EXERCISE DETAILS: Every line of the data that includes "dresser" should be copied out.

RECORD SET:
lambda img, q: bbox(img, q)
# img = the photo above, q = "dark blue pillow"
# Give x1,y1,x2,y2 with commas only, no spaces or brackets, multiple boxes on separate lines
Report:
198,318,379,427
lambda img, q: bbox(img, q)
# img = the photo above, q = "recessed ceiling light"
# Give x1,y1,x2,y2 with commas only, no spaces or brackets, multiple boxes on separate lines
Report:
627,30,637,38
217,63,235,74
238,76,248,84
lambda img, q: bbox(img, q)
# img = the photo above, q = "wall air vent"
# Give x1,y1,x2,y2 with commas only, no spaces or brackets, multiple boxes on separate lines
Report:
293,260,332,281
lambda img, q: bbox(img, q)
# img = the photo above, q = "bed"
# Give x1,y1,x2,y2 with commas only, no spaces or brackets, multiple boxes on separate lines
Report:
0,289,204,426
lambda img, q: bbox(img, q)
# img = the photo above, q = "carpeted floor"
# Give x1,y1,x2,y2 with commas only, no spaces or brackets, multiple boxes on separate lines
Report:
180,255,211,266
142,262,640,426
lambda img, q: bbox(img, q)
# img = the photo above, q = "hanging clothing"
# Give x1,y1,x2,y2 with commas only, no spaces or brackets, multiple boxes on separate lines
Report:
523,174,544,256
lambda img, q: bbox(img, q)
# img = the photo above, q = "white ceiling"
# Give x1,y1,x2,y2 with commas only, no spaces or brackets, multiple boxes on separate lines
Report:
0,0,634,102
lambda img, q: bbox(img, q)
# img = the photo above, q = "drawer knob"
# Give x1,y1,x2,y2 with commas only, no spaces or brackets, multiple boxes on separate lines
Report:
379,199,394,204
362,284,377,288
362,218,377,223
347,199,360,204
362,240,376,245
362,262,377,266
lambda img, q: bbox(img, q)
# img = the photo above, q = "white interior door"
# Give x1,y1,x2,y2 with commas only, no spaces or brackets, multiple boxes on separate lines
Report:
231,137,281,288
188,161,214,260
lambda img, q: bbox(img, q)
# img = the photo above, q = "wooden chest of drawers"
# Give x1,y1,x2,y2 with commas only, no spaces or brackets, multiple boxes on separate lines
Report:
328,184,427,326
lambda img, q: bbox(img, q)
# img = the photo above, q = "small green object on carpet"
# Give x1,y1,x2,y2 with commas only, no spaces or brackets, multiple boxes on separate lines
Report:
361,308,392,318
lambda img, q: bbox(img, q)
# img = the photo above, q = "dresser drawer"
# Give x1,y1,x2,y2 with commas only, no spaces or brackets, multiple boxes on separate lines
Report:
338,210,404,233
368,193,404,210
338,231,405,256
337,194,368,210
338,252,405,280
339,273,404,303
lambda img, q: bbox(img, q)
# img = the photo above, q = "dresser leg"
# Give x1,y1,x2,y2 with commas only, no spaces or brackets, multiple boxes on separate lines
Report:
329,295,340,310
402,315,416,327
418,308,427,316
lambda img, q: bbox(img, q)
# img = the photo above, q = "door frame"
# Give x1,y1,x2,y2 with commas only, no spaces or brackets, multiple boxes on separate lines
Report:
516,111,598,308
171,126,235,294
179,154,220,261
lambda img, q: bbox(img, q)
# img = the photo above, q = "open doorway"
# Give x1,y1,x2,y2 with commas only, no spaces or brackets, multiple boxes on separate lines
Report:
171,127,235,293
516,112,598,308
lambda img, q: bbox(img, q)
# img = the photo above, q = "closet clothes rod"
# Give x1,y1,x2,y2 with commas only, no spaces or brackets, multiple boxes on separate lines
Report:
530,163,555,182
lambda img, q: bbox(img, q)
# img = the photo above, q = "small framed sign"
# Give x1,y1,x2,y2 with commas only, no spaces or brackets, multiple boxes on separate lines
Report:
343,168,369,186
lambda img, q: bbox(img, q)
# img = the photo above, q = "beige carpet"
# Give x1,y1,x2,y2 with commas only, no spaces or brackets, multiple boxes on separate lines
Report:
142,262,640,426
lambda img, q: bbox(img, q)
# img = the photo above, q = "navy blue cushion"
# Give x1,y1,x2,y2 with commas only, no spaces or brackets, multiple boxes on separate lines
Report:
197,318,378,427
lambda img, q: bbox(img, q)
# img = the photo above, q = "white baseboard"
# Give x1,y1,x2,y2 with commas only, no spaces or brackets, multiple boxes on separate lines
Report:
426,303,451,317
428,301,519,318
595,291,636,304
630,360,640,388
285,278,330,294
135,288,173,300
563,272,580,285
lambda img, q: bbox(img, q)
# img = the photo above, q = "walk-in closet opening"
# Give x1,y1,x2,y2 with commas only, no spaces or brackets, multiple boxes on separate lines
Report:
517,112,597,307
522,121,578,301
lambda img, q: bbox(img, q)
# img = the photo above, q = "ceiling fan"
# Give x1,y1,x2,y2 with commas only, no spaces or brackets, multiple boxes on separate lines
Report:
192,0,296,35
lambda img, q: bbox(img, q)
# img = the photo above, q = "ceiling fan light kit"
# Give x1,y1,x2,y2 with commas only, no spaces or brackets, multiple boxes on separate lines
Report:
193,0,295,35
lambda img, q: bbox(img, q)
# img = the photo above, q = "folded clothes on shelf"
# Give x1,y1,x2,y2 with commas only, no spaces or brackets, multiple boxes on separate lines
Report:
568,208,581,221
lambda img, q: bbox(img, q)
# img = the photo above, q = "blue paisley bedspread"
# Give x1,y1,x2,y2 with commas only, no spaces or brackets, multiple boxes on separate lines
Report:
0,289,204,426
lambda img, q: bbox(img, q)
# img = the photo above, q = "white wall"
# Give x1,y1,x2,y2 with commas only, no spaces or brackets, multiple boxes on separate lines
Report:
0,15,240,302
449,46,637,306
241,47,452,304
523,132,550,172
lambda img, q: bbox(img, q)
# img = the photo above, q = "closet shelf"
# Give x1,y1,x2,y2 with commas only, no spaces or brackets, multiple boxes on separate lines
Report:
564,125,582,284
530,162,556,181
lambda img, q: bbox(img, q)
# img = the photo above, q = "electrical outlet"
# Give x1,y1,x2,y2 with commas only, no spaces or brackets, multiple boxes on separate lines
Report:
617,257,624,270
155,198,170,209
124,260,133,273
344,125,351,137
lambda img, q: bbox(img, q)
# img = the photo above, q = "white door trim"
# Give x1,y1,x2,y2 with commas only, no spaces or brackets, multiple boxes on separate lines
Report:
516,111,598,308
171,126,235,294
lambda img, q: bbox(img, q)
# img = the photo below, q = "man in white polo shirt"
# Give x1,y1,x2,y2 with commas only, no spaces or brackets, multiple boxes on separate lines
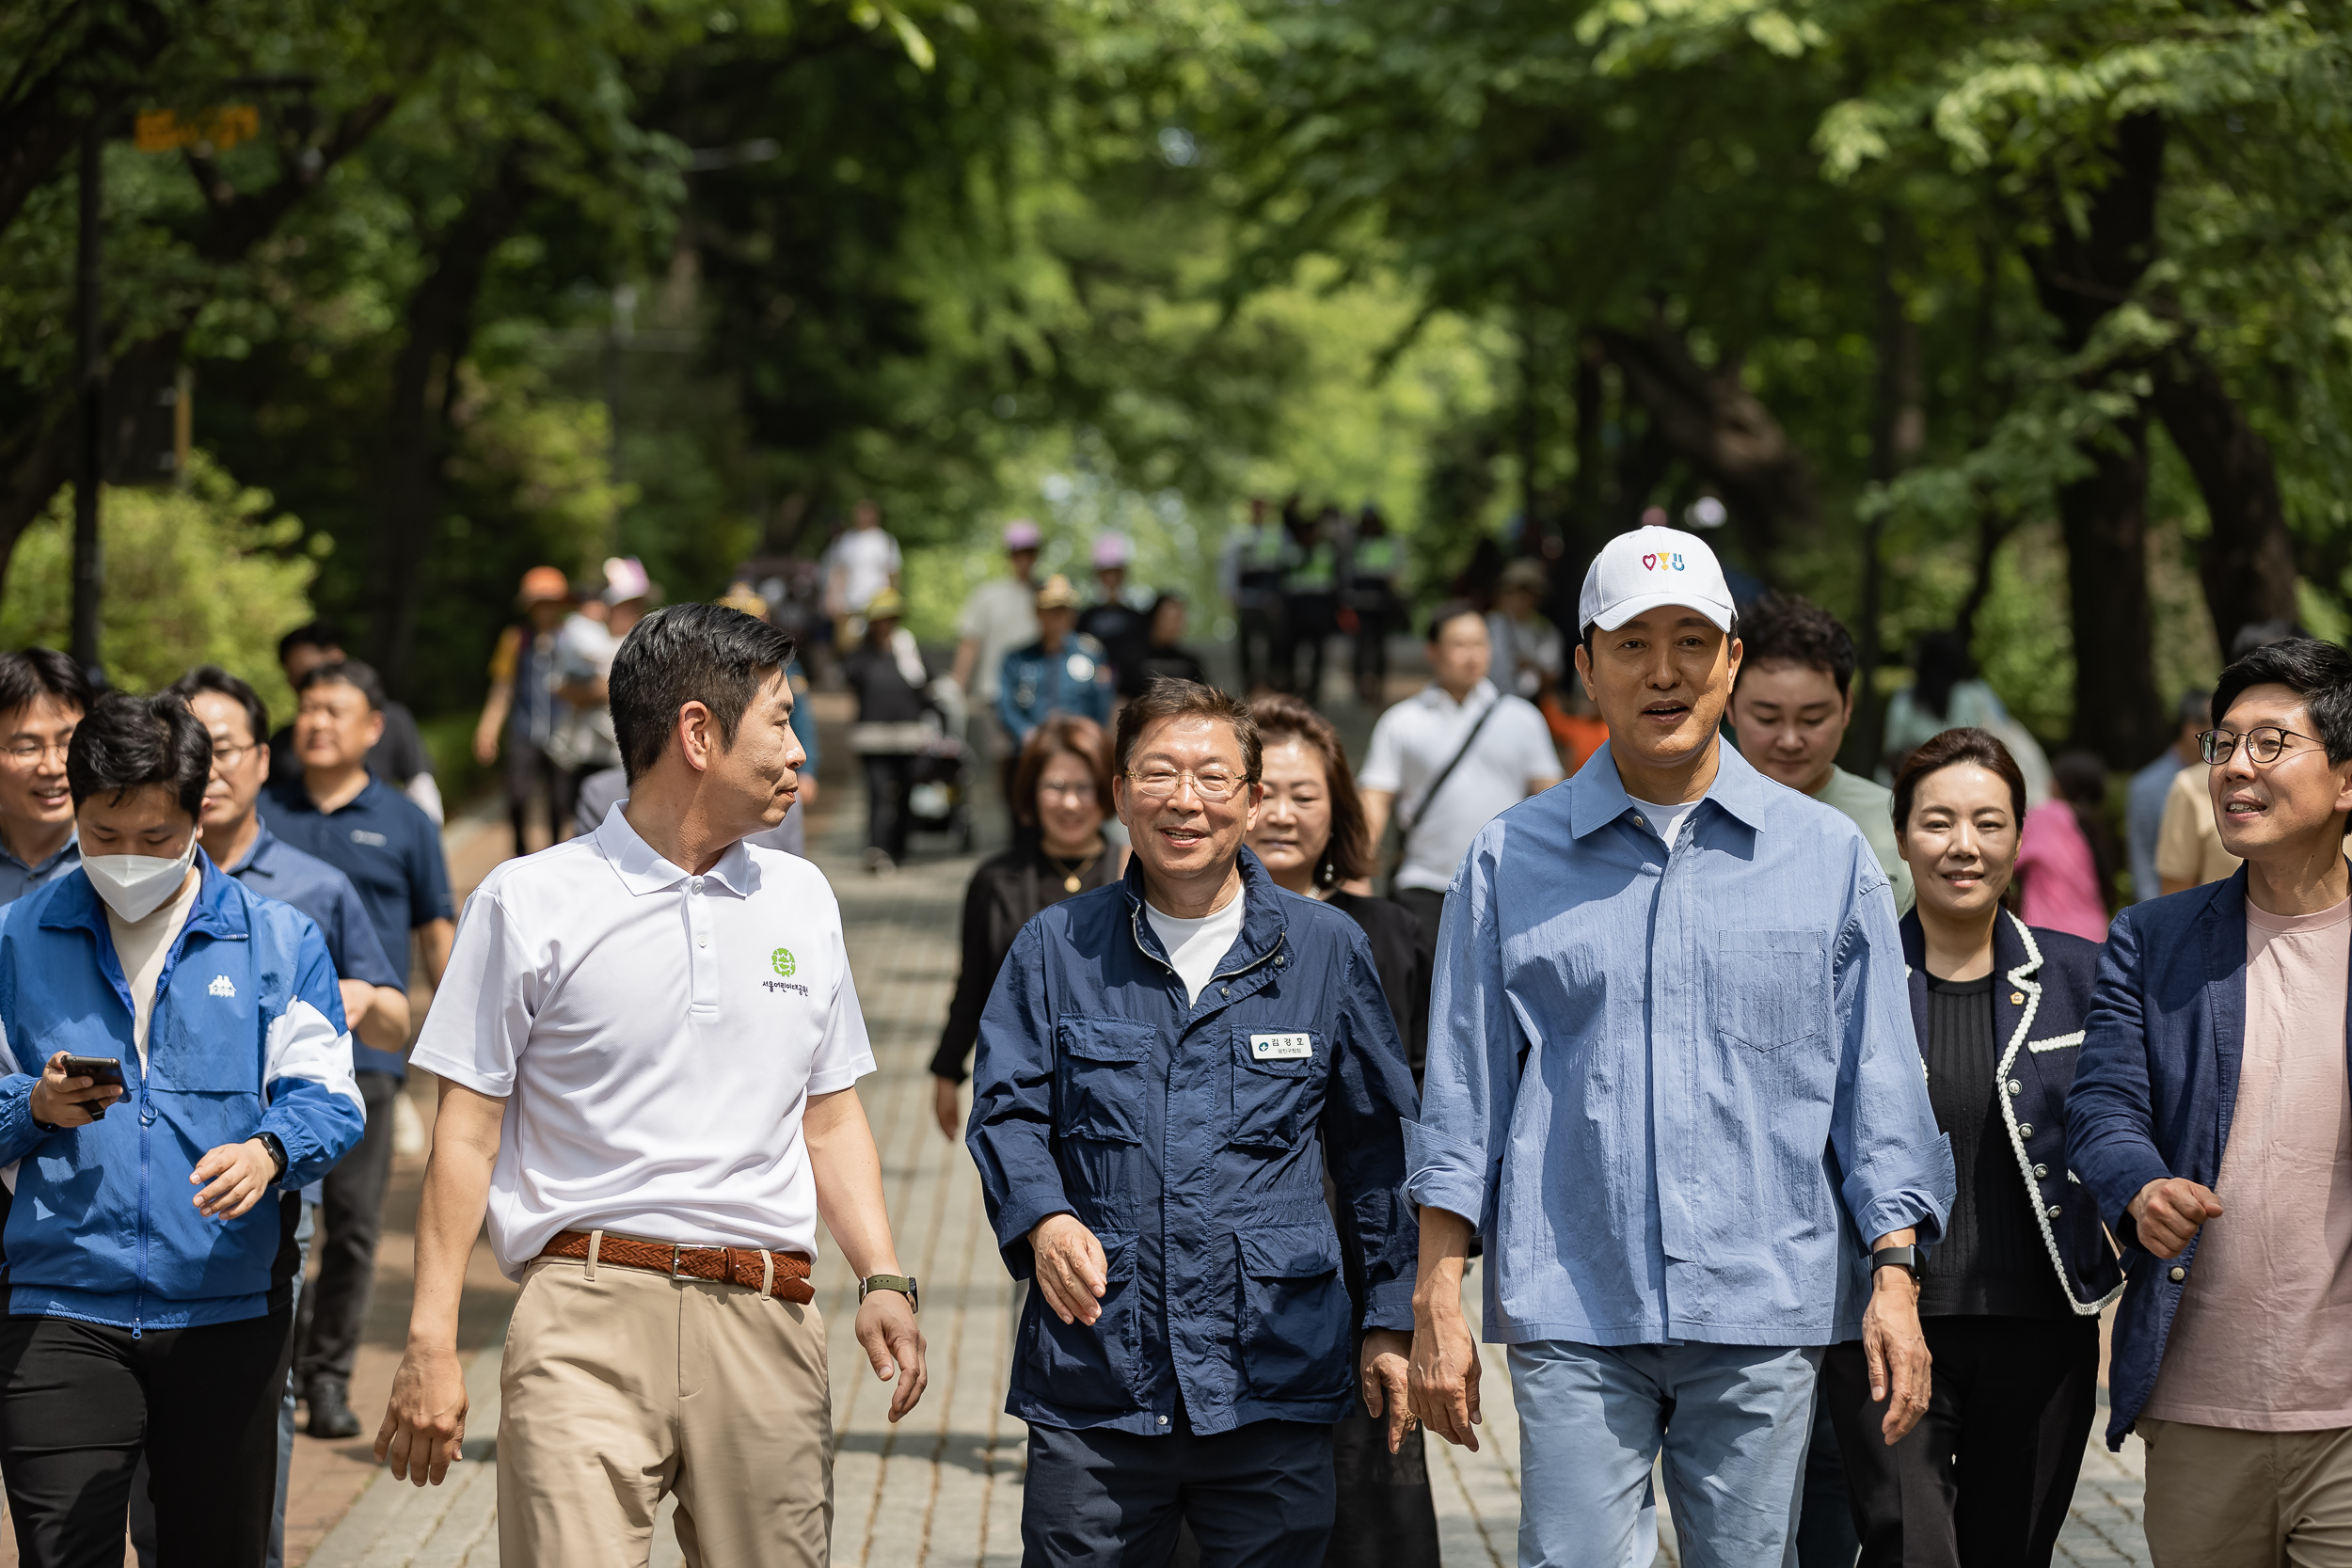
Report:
377,603,927,1568
1359,600,1562,935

ANSWER BOX:
# img = the photo above, q = "dresser drawer"
# img = the photo above, q = "dresser leg"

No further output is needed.